[ABOUT THIS TASK] Show every line of the data below that includes the word "wooden".

[[ DATA FOR PROCESSING open ]]

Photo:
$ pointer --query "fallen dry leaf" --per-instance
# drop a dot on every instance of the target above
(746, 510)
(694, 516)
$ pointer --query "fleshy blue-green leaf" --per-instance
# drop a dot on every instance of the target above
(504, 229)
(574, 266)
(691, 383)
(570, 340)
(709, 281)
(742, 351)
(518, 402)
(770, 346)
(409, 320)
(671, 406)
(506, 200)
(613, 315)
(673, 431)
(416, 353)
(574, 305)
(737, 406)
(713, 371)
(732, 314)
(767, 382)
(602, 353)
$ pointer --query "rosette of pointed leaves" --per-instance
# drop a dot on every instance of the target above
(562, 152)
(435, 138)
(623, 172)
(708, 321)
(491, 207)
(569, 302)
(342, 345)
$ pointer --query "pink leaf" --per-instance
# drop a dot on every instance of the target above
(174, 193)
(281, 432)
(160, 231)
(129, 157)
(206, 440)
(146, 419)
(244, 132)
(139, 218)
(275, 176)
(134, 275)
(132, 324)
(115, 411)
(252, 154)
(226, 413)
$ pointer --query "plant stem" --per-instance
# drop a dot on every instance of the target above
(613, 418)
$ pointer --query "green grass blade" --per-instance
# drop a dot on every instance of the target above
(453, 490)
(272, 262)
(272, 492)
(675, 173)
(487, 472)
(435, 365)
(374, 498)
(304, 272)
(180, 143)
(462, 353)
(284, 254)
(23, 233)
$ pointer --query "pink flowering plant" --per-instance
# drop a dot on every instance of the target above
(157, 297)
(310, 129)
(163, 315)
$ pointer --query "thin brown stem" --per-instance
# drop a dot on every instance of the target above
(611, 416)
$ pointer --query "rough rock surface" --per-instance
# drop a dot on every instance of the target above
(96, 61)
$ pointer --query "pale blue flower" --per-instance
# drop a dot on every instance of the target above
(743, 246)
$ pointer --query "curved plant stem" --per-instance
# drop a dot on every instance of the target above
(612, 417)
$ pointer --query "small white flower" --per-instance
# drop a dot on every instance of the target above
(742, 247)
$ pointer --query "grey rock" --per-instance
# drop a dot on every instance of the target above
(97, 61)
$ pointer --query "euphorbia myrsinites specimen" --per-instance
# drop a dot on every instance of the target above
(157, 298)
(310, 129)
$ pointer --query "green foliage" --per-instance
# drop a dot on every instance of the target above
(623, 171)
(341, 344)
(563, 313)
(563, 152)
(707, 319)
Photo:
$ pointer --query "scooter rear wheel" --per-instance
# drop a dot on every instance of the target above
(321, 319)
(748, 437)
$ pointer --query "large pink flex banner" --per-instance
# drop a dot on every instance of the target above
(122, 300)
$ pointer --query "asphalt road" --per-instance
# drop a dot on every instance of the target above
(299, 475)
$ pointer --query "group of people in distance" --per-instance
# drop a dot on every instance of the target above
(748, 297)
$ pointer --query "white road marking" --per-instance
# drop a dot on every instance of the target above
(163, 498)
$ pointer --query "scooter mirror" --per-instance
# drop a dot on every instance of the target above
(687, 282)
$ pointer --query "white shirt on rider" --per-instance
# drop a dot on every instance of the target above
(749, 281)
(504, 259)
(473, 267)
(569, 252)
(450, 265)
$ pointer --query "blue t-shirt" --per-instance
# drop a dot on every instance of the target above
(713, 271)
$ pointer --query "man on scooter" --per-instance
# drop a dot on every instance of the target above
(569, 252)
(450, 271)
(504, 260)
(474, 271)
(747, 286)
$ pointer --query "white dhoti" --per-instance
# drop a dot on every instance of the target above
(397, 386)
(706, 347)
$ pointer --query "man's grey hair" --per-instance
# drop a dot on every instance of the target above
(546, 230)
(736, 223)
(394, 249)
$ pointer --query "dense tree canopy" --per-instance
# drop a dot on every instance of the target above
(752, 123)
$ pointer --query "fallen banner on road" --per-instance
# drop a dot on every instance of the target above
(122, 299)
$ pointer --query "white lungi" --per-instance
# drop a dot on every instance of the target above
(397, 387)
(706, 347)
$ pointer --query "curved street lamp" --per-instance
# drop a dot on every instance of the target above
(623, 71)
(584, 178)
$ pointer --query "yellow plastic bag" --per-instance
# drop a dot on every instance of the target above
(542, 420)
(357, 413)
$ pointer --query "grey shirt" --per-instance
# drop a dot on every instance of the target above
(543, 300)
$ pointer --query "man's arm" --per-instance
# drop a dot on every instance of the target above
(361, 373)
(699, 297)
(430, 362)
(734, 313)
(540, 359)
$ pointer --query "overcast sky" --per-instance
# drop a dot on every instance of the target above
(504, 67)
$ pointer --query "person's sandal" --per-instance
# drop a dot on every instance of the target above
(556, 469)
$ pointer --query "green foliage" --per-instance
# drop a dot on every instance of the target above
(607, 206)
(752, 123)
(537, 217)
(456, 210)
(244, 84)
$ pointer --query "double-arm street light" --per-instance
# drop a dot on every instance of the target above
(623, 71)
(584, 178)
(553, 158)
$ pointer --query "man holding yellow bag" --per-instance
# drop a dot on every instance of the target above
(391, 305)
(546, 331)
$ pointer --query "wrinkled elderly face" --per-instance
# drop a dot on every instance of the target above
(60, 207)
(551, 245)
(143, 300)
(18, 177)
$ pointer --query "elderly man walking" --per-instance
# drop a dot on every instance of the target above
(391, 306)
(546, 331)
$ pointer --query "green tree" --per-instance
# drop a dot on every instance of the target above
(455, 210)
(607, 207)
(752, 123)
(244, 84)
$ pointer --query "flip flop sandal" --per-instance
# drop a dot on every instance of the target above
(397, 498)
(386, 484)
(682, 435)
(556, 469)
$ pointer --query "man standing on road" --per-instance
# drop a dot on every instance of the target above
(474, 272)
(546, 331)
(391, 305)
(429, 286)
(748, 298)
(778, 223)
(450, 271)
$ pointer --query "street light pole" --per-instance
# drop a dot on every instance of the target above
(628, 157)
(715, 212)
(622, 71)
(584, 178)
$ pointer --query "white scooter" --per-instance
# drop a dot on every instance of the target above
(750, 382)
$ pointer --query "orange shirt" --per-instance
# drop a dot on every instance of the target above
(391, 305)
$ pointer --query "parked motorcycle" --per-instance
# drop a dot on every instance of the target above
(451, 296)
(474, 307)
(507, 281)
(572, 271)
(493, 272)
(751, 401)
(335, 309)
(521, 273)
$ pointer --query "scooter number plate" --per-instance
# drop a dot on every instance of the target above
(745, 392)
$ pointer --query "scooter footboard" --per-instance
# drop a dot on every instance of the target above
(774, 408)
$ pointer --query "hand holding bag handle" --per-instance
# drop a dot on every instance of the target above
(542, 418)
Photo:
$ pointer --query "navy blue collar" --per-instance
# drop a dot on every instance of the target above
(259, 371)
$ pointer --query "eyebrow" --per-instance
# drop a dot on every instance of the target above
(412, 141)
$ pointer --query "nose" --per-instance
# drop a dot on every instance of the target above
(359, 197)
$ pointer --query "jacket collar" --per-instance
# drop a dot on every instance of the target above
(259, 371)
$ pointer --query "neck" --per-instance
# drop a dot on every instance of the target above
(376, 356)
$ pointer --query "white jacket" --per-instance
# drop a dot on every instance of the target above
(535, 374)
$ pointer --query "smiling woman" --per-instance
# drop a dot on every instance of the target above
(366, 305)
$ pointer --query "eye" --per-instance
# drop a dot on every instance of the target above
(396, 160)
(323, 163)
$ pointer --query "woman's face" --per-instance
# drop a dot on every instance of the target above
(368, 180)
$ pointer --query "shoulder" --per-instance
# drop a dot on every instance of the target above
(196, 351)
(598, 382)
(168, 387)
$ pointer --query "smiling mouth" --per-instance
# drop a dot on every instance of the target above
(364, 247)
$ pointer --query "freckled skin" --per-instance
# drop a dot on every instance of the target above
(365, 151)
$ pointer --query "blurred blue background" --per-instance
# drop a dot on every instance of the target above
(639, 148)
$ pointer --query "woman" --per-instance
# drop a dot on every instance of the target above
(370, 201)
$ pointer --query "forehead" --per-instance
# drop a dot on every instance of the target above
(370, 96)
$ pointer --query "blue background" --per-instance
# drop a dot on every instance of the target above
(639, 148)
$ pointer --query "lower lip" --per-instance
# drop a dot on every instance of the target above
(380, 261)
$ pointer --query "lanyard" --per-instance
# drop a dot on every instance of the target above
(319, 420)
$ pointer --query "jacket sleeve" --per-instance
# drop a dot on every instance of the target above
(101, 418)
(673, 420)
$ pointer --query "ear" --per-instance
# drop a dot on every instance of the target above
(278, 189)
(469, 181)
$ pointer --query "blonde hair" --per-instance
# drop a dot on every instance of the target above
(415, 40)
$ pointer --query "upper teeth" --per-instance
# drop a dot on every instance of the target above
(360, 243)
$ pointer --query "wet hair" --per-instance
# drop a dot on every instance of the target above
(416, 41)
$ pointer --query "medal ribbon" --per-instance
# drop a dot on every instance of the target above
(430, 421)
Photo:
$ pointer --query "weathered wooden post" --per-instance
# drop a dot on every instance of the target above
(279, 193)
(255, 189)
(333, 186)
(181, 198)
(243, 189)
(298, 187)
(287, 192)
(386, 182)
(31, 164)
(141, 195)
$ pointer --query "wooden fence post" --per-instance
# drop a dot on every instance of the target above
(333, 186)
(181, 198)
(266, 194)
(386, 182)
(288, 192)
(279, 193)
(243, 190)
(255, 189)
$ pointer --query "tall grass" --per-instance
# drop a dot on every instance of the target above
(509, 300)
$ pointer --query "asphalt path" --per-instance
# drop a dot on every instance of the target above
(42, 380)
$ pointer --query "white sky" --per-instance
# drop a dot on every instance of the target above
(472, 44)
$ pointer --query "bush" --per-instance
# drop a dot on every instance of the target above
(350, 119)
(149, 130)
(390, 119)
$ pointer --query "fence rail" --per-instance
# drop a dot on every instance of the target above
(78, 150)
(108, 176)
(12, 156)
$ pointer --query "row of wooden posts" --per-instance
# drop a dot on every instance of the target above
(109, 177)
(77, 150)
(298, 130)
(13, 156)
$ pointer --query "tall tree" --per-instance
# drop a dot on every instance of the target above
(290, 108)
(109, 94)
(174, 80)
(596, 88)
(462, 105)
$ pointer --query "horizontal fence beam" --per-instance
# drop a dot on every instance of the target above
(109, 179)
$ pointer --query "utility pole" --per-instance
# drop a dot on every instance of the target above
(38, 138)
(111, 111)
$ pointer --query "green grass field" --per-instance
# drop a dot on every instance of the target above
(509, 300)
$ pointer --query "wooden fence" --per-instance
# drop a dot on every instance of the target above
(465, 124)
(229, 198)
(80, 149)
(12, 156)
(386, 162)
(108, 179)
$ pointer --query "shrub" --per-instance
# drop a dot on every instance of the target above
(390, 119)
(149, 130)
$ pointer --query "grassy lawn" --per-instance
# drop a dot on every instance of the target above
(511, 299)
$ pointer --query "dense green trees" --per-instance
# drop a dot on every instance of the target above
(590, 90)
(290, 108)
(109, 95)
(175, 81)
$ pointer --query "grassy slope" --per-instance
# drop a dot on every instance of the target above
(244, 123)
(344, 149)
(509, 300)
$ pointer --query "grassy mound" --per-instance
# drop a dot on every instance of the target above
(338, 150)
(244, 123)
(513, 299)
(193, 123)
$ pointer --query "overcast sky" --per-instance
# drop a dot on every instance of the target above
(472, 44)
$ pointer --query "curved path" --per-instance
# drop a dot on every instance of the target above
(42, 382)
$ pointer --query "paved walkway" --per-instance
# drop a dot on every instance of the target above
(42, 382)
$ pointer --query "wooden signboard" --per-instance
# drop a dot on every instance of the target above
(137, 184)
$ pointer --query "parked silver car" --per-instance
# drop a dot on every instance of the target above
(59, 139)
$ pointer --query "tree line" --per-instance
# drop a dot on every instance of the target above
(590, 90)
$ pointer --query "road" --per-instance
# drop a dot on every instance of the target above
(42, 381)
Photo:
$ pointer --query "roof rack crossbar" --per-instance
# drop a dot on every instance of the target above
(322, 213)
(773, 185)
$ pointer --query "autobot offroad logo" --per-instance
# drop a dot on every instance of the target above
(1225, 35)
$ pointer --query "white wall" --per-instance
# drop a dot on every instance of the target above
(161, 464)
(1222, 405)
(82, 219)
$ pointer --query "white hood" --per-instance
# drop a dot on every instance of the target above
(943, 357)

[[ DATA FOR PROCESSING closed ]]

[TASK OUTPUT]
$ pointer --query "weathered wooden post" --per-instance
$ pointer --query "wooden fence post" --per-instance
$ pointer --query "row of wooden posts" --per-instance
$ pointer --query "wooden fence" --per-instance
$ pointer --query "wooden signboard" --per-instance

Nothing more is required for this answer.